What to do.
- A) In the article on Uni Key Health's email marketing, how often does Uni Key send email blasts to its customer base?
- B) In the article on Uni Key Health's email marketing, rewrite the passage beginning at the words "Tweaking creative to" and stopping after "Templeton, marketing director.", swapping "twice weekly" for "three times weekly".
- C) Translate this sentence from the article on Uni Key Health's email marketing into Spanish: "But the focus remains on having an educational component."

Page text.
=====

Tweaking creative to get to the point—and not offend customers—has helped dietary supplement marketer Uni Key Health boost sales and Facebook fans via email.
Uni Key sends out email blasts twice weekly to its customer base. These are promotional in nature, but try to educate users about a health issue or product. “We used to do longer, newsier emails, but realized that we weren’t getting high readership because people are too busy to engage with something line that,” says Carol Templeton, marketing director.
This led to a design change, focusing more on bulleted lists and bold text, to get reader attention. But the focus remains on having an educational component.
“Over time, just emailing discounts and offers will devalue your product—people will just wait until it goes on sale again to buy,” notes Templeton.
Seventy percent of Uni Key’s business is online, with a lot of business generated via word by word of mouth and via PR from a paid spokesperson, nutritionist Dr. Ann Louise Gittleman. The company has been using email for at least a decade, but didn’t feel it was using the medium as effectively as it could. It contracted with iContact to set up an easier to use email system.
Uni Key has an email house file of about 50,000 names; another 40,000 are also regularly reached through co-promotions to Dr. Gittleman’s email list of blog followers. “She talks about different issues in the news, and links to products.”
Visuals are also being constantly tested. With some of Uni Key’s products—such as weight loss supplements—the company has to be cautious, because people are sensitive about those issues.
This means you can’t just put a picture of a skinny girl in a bikini out there with an “Are you ready?” tagline. But, they found that a clean, modern image of a weight loss smoothie drink got a lot of clicks but didn’t translate into sales. A better approach was photos of a thin woman and an overweight woman, both tastefully dressed, with the images cropped to hid their faces.
“You have to create a message,” she notes. “If you don’t, people won’t click through.”

=====

Dataset.

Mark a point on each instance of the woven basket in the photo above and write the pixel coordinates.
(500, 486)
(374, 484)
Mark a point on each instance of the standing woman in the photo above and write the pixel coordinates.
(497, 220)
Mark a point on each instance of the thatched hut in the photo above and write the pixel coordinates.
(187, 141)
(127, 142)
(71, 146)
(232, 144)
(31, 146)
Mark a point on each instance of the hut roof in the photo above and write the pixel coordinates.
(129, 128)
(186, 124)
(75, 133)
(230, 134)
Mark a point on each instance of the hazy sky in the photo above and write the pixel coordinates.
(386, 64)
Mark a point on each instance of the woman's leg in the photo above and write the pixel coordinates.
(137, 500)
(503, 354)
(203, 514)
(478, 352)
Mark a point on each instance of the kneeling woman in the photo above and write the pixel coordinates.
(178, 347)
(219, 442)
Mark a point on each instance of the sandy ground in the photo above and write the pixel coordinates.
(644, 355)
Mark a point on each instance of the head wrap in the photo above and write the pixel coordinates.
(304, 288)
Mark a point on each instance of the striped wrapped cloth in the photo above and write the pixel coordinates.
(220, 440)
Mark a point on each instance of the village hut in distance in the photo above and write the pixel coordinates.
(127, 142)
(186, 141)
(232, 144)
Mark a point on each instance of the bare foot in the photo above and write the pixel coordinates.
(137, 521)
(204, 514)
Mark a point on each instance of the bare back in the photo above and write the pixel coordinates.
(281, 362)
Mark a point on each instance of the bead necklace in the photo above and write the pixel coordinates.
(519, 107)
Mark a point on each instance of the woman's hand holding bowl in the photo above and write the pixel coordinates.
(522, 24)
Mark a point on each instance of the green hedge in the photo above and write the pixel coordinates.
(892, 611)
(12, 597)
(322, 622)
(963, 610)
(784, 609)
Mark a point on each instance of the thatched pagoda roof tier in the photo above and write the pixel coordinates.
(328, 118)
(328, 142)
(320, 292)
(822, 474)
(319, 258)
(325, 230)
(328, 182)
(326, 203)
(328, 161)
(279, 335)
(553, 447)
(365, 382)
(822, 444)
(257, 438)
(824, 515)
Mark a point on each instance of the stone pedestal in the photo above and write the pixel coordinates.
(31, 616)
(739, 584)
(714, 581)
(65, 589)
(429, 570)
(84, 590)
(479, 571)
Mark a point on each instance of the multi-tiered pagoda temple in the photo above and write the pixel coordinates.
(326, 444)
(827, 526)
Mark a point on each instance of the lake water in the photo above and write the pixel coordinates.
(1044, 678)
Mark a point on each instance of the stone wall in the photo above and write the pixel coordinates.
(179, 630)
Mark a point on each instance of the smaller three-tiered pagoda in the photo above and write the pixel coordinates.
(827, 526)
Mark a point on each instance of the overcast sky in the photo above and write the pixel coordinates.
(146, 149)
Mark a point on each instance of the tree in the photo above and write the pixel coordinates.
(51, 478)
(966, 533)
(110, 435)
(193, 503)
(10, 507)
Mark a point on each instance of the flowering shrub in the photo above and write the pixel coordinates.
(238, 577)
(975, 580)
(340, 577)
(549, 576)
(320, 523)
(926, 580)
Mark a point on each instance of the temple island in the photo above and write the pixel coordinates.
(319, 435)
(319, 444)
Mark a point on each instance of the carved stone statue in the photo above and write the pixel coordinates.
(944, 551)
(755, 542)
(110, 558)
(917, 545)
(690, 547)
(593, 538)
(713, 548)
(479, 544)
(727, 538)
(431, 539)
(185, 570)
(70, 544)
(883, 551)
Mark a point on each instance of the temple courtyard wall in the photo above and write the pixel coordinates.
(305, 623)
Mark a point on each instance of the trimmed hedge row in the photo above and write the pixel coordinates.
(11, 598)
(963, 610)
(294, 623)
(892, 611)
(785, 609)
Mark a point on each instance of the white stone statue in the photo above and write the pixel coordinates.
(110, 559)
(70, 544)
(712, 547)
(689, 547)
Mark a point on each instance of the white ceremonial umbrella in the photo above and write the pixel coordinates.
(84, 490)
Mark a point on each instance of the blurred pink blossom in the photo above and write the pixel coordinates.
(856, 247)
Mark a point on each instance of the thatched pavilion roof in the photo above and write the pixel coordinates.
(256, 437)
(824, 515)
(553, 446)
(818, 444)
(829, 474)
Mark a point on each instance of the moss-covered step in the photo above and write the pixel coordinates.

=====

Responses by task.
- A) Twice weekly.

- B)
Tweaking creative to get to the point—and not offend customers—has helped dietary supplement marketer Uni Key Health boost sales and Facebook fans via email.
Uni Key sends out email blasts three times weekly to its customer base. These are promotional in nature, but try to educate users about a health issue or product. “We used to do longer, newsier emails, but realized that we weren’t getting high readership because people are too busy to engage with something line that,” says Carol Templeton, marketing director.

- C) Pero el enfoque sigue estando en tener un componente educativo.